[start of Extracted material]

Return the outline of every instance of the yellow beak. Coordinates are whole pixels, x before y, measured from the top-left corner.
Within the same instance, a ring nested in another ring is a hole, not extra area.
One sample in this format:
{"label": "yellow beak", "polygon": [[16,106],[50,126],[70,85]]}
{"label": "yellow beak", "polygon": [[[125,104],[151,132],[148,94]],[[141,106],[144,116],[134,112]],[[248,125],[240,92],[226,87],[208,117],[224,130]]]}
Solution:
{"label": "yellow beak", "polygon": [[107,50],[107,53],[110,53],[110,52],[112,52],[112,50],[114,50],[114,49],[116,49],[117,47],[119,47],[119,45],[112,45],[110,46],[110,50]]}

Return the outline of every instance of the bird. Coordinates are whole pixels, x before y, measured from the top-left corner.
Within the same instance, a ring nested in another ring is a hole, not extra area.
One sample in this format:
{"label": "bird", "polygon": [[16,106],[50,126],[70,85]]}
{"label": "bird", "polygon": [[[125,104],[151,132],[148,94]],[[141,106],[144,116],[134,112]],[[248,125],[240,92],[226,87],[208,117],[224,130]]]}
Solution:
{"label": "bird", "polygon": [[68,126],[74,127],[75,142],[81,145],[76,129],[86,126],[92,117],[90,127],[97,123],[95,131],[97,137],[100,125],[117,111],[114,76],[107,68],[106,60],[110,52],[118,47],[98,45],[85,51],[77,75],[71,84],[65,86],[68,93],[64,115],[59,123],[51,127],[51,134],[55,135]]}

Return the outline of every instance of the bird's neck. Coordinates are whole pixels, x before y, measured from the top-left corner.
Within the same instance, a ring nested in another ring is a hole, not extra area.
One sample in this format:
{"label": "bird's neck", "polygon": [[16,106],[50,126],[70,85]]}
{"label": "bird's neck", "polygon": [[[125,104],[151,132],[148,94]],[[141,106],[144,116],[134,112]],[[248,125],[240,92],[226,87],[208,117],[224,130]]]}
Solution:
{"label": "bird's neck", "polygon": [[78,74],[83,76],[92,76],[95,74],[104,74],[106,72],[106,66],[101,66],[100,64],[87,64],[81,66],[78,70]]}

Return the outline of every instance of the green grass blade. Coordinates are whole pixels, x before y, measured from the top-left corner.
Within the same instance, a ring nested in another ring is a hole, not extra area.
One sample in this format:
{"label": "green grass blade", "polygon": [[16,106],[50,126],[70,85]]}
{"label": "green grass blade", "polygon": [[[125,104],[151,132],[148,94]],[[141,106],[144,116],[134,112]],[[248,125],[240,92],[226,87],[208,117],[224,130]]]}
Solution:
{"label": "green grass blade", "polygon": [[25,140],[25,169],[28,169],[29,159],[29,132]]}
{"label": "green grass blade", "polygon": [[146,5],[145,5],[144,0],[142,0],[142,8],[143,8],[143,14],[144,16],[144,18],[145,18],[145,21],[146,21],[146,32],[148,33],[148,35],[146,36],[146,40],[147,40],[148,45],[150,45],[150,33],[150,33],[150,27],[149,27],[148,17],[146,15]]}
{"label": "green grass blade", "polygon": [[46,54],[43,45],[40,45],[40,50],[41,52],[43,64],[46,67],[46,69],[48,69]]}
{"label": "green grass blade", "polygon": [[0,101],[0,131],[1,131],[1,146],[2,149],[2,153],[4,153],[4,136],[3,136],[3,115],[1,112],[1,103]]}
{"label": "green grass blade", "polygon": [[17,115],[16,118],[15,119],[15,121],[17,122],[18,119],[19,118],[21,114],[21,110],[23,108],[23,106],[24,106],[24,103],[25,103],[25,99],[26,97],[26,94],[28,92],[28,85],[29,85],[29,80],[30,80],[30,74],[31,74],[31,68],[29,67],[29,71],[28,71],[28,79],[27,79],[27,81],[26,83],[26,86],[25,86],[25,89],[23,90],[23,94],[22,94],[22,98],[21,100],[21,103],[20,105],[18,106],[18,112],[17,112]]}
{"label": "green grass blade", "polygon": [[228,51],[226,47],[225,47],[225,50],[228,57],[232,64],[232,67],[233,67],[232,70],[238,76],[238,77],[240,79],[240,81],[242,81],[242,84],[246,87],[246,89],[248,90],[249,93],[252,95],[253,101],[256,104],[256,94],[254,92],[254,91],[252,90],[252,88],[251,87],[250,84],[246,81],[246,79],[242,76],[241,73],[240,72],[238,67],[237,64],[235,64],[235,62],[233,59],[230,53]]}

[end of Extracted material]

# [Set exercise]
From the listing above, reproduce all the lines exactly.

# [Complete output]
Return the outline of every instance of the yellow beak. Coordinates are whole pixels, x before y, measured from the top-left corner.
Within the same instance, a ring nested in another ring is a hole, not extra area.
One sample in this format:
{"label": "yellow beak", "polygon": [[16,106],[50,126],[70,85]]}
{"label": "yellow beak", "polygon": [[[125,104],[151,132],[148,94]],[[141,106],[144,116],[134,112]],[[248,125],[240,92],[226,87],[208,117],[224,130]]]}
Solution:
{"label": "yellow beak", "polygon": [[107,50],[107,53],[110,53],[110,52],[112,52],[112,50],[114,50],[114,49],[116,49],[117,47],[119,47],[119,45],[112,45],[110,46],[110,50]]}

Return the outline of every instance of the bird. Coordinates are whole pixels, x before y, measured from the top-left corner.
Within the same instance, a ring nested in another ring is a hole, not extra area.
One sample in this format:
{"label": "bird", "polygon": [[16,106],[50,126],[70,85]]}
{"label": "bird", "polygon": [[[125,104],[151,132],[148,94]],[[141,106],[144,116],[134,112]],[[248,125],[240,92],[226,87],[208,117],[224,130]]]}
Solution:
{"label": "bird", "polygon": [[68,126],[74,127],[75,142],[81,145],[76,129],[86,126],[92,117],[90,127],[97,123],[95,131],[97,137],[100,125],[117,111],[114,76],[107,68],[106,60],[110,52],[118,47],[98,45],[85,51],[77,75],[71,84],[65,86],[68,93],[64,115],[59,123],[51,127],[51,134],[55,135]]}

Return the outline of every instance of the bird's neck. Coordinates are whole pixels, x before y, measured from the top-left corner.
Within the same instance, a ring nested in another ring is a hole, not extra area.
One sample in this format:
{"label": "bird's neck", "polygon": [[16,106],[50,126],[70,85]]}
{"label": "bird's neck", "polygon": [[[125,104],[151,132],[148,94]],[[141,106],[144,116],[134,112]],[[248,125],[240,92],[226,87],[208,117],[224,130]]]}
Solution:
{"label": "bird's neck", "polygon": [[78,74],[83,76],[92,76],[95,74],[104,74],[106,72],[106,66],[101,66],[100,64],[87,64],[81,66],[78,70]]}

Return the outline of every instance of the green grass blade. Coordinates are whole pixels, x before y, measured from the top-left corner.
Within the same instance, a ring nested in another ring is a hole, not extra area.
One sample in this format:
{"label": "green grass blade", "polygon": [[16,106],[50,126],[70,85]]}
{"label": "green grass blade", "polygon": [[[125,104],[151,132],[148,94]],[[141,106],[144,116],[134,112]],[[248,125],[240,92],[226,87],[208,117],[224,130]]]}
Solution:
{"label": "green grass blade", "polygon": [[25,140],[25,169],[28,169],[29,159],[29,132]]}
{"label": "green grass blade", "polygon": [[146,5],[145,5],[144,0],[142,0],[142,8],[143,8],[143,14],[144,16],[144,18],[145,18],[145,21],[146,21],[146,32],[148,33],[148,35],[146,36],[146,40],[147,40],[148,45],[150,45],[150,33],[150,33],[150,27],[149,27],[148,17],[146,15]]}
{"label": "green grass blade", "polygon": [[46,54],[43,45],[40,45],[40,50],[41,52],[43,64],[46,67],[46,69],[48,69]]}
{"label": "green grass blade", "polygon": [[0,101],[0,131],[1,131],[1,146],[2,149],[2,153],[4,153],[4,136],[3,136],[3,115],[1,112],[1,103]]}
{"label": "green grass blade", "polygon": [[17,115],[16,118],[15,119],[15,121],[17,122],[18,119],[19,118],[21,114],[21,110],[23,108],[23,106],[24,106],[24,103],[25,103],[25,99],[26,97],[26,94],[28,92],[28,85],[29,85],[29,80],[30,80],[30,74],[31,74],[31,68],[29,67],[29,71],[28,71],[28,79],[27,79],[27,81],[26,83],[26,86],[25,86],[25,89],[23,90],[23,94],[22,94],[22,98],[21,100],[21,103],[20,105],[18,106],[18,112],[17,112]]}
{"label": "green grass blade", "polygon": [[228,51],[226,47],[225,47],[225,50],[228,57],[232,64],[232,67],[233,67],[232,70],[238,76],[238,77],[240,79],[240,81],[242,81],[242,84],[246,87],[246,89],[248,90],[249,93],[252,95],[253,101],[256,104],[256,94],[254,92],[254,91],[252,90],[252,88],[251,87],[250,84],[246,81],[246,79],[242,76],[241,73],[240,72],[238,67],[237,64],[235,64],[235,62],[233,59],[230,53]]}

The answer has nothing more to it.